*STATED EXERCISE*:
Copy out the data below, putting "one point for each instance" in place of every "a point per instance" and changing nothing else.

BEGIN DATA SECTION

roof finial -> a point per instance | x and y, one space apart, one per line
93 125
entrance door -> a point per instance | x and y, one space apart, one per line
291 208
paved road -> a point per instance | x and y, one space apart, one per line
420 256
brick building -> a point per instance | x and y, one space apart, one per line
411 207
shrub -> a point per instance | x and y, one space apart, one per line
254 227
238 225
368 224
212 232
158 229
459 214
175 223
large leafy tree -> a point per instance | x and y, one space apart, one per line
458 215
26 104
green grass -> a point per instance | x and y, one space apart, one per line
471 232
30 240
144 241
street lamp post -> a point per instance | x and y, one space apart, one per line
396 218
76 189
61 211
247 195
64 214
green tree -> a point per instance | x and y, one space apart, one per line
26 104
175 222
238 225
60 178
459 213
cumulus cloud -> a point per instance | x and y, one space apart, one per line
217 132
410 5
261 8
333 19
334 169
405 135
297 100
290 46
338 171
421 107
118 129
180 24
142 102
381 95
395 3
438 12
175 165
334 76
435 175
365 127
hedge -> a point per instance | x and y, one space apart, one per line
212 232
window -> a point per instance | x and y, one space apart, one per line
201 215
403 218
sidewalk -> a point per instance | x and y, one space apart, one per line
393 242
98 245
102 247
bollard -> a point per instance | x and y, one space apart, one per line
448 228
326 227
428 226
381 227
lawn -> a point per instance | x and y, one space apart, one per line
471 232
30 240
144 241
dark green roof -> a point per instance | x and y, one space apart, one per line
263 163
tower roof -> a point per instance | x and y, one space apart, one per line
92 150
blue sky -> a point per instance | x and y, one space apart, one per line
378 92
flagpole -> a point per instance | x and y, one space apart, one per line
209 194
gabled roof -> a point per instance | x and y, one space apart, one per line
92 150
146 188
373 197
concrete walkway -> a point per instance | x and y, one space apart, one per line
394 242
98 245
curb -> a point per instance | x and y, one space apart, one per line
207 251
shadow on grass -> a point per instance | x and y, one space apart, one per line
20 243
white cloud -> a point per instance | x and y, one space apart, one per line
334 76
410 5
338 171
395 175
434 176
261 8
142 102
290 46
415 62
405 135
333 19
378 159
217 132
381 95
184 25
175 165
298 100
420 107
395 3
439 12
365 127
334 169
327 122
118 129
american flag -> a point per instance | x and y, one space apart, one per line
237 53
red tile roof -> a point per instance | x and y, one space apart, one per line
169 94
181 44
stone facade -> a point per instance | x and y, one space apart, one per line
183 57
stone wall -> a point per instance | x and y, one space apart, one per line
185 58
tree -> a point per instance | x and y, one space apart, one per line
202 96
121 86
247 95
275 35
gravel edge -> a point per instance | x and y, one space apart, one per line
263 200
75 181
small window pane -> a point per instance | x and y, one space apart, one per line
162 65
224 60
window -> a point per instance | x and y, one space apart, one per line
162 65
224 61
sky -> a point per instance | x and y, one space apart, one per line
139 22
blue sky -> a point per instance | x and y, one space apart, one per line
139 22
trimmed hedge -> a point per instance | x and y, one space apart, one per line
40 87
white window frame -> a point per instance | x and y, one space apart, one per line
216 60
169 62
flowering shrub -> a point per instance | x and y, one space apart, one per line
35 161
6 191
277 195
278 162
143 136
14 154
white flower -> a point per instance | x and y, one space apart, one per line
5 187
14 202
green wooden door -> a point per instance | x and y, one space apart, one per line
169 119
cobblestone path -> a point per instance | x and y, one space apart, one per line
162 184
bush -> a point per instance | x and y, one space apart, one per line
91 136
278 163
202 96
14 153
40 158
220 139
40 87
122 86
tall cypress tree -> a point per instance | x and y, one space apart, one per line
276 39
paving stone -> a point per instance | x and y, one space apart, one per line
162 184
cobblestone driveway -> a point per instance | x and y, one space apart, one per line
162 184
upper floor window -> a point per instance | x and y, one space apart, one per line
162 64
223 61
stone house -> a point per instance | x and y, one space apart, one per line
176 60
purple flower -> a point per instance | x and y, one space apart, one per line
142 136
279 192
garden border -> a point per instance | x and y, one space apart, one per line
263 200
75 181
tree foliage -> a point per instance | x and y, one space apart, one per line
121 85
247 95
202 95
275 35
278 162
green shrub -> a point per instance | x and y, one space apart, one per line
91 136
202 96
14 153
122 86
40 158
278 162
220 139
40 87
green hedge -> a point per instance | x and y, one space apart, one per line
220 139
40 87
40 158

END DATA SECTION

*FULL RESPONSE*:
roof finial -> one point for each instance | x and y, one space apart, one per line
93 125
entrance door -> one point for each instance | x and y, one space apart, one per line
291 208
paved road -> one point for each instance | x and y, one space apart, one per line
420 256
brick building -> one point for each instance | x and y, one space apart, one per line
411 207
shrub -> one point for each instance | x and y, one space apart, one per line
254 227
238 225
368 224
212 232
158 229
459 214
175 223
large leafy tree -> one point for each instance | x and y, one space apart, one per line
458 215
26 104
green grass -> one point for each instance | x and y, one space apart, one per line
471 232
30 240
144 241
street lamp post -> one point for each instance | x and y, one space apart, one per line
396 218
76 189
61 211
247 195
64 214
green tree -> one point for each instance | x and y, one space apart, one per line
26 104
175 222
238 225
60 178
459 213
cumulus cloud -> one point for each instance | x and y, one space apart, one per line
217 132
410 5
261 8
333 19
334 169
405 135
297 100
290 46
338 171
421 107
118 129
180 24
142 102
381 95
395 3
438 12
175 165
334 76
435 175
365 127
hedge -> one point for each instance | x and y, one space apart, one per line
212 232
window -> one point for each instance | x and y, one space apart, one per line
201 215
403 218
sidewalk -> one point for each instance | x and y, one space apart, one per line
393 242
98 245
102 247
bollard -> one point for each instance | x and y, one space apart, one per line
448 228
326 227
428 226
381 227
lawn -> one point for each instance | x and y, one space apart, one per line
471 232
30 240
144 241
dark green roof -> one point for each instance | x and y, one space apart, one per line
263 163
tower roof -> one point for each instance | x and y, one space apart, one per line
92 150
blue sky -> one point for each instance | x and y, one space apart, one per line
378 92
flagpole -> one point for each instance | x and y, one space apart, one per line
209 194
gabled roof -> one point for each instance | x and y, one space apart, one per line
92 150
146 188
373 197
concrete walkway -> one point for each instance | x and y, one space apart, one per line
394 242
98 245
curb -> one point for each instance | x and y, one space apart, one per line
207 251
shadow on grass -> one point for each instance | x and y, one space apart, one per line
20 243
white cloud -> one point for each instance | x and y, one space apart, one per line
334 76
410 5
338 171
395 175
434 176
261 8
142 102
290 46
415 62
405 135
333 19
378 159
217 132
381 95
184 25
175 165
298 100
420 107
395 3
439 12
365 127
334 169
327 122
118 129
american flag -> one point for each instance | x and y, one space apart, one per line
237 53
red tile roof -> one point for each instance | x and y, one space apart, one per line
169 94
181 44
stone facade -> one point for each instance | x and y, one space apart, one per line
183 57
stone wall -> one point for each instance | x and y, one space apart, one per line
185 58
tree -> one point for each instance | x and y, one space apart, one per line
202 96
121 86
247 95
275 35
gravel edge -> one point for each instance | x and y, one space apart, one per line
263 200
75 181
small window pane -> one point for each instance | x and y, one space apart, one per line
162 65
224 60
window -> one point for each instance | x and y, one space apart, one per line
162 65
224 61
sky -> one point for each instance | x and y, one space apart, one per line
139 22
blue sky -> one point for each instance | x and y, one space apart, one per line
139 22
trimmed hedge -> one point for each instance | x and y, one space apart, one per line
40 87
white window frame -> one point for each instance | x and y, one space apart, one per line
216 60
169 62
flowering shrub -> one point for each instance | x and y, one space apart, one per line
35 161
6 191
277 195
278 162
143 136
14 154
white flower -> one point for each instance | x and y, one space apart, one per line
5 187
14 202
green wooden door -> one point for each instance | x and y, one space apart, one per line
169 119
cobblestone path -> one point for each instance | x and y, one space apart, one per line
162 184
bush -> one point for each instance | x and y, one space apart, one per line
91 136
278 163
202 96
14 153
40 158
220 139
40 87
122 86
tall cypress tree -> one point for each instance | x and y, one space apart, one per line
276 39
paving stone -> one point for each instance | x and y, one space apart, one per line
162 184
cobblestone driveway -> one point for each instance | x and y, one space apart, one per line
162 184
upper floor window -> one point for each instance | x and y, one space apart, one per line
162 64
223 61
stone house -> one point for each instance | x and y, one space apart, one per line
176 60
purple flower -> one point for each instance | x and y, one space apart, one per line
142 136
279 192
garden border -> one point for each instance | x and y, one space apart, one per line
263 200
75 181
tree foliage -> one point for each instance | x and y, one space apart, one per line
121 85
247 95
202 95
275 35
278 162
green shrub -> one point for each instance | x and y, one space apart, one per line
91 136
202 96
14 153
122 86
40 158
278 162
220 139
40 87
green hedge -> one point for each instance | x and y, one space apart, one per line
220 139
40 87
40 158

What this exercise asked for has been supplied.